-- START PROVIDED MATERIAL --
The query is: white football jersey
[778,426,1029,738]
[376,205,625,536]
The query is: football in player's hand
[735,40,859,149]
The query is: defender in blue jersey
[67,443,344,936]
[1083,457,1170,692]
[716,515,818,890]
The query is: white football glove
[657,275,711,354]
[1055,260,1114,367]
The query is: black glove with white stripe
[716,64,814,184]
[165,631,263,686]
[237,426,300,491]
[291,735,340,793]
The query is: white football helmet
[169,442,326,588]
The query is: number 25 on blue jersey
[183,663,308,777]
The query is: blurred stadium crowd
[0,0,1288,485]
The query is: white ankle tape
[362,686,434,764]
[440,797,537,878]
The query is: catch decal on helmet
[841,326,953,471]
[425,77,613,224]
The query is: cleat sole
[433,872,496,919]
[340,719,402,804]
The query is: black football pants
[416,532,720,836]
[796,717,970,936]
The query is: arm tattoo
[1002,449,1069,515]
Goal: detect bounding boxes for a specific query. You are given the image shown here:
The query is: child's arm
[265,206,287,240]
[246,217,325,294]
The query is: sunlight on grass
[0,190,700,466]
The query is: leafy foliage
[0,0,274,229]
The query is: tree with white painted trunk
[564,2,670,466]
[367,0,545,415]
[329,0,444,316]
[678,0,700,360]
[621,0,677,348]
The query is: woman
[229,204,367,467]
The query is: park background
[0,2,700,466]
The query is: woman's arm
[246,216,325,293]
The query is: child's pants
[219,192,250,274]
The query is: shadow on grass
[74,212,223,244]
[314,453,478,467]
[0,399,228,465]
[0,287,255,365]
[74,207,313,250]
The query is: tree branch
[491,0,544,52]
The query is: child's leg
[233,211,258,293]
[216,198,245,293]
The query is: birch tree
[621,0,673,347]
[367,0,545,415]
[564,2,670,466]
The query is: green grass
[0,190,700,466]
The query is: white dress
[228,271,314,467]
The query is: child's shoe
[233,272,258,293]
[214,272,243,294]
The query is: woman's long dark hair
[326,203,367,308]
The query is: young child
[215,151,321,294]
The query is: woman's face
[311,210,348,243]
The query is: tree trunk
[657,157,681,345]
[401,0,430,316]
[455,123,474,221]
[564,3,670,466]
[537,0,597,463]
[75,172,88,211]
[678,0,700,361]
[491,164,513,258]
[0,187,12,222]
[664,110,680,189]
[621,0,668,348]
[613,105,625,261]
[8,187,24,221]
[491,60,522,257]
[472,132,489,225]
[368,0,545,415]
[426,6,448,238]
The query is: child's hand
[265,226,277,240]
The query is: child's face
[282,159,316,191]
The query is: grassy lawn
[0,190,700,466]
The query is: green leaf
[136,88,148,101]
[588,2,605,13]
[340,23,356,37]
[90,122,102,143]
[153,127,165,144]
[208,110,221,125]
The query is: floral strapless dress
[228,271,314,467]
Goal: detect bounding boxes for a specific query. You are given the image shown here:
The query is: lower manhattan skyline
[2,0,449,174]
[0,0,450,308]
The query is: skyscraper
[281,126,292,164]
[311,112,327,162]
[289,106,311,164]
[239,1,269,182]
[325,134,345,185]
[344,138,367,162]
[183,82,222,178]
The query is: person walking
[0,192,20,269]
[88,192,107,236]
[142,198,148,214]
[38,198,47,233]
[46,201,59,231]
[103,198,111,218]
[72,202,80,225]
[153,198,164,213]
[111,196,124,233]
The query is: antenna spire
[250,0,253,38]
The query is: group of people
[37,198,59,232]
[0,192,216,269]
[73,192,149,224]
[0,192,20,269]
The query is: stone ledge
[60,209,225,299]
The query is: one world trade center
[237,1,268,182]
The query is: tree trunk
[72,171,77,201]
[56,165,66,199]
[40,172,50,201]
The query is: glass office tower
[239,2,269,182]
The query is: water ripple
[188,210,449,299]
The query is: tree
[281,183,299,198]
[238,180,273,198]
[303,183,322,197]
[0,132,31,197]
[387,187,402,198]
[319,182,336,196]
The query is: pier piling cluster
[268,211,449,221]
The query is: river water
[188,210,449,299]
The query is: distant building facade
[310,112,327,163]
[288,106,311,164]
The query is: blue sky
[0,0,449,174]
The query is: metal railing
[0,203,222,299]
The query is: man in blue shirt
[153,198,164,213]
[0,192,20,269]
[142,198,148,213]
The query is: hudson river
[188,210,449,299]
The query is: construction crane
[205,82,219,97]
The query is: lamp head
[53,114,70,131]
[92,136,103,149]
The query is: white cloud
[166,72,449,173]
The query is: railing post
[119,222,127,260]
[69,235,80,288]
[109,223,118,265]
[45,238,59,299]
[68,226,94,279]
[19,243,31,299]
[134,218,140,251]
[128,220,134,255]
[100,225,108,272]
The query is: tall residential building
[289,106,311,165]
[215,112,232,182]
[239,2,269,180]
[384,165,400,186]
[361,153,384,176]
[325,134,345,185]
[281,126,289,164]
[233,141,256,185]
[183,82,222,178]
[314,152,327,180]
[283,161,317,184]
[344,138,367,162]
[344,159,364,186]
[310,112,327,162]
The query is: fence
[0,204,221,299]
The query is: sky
-- END PROVIDED MATERIAL --
◆ YOUR TASK:
Please reproduce the rows word for word, starting at the very first row and stopping after the line that contains "[1055,260,1114,367]".

◆ SOLUTION FOR THIS EXERCISE:
The query is: white football jersey
[778,426,1029,738]
[376,205,625,536]
The query is: football in player's hand
[735,40,859,149]
The query is: defender in blue jersey
[67,443,344,936]
[1083,457,1170,692]
[716,515,818,890]
The query is: white football glove
[657,275,711,354]
[1055,260,1114,367]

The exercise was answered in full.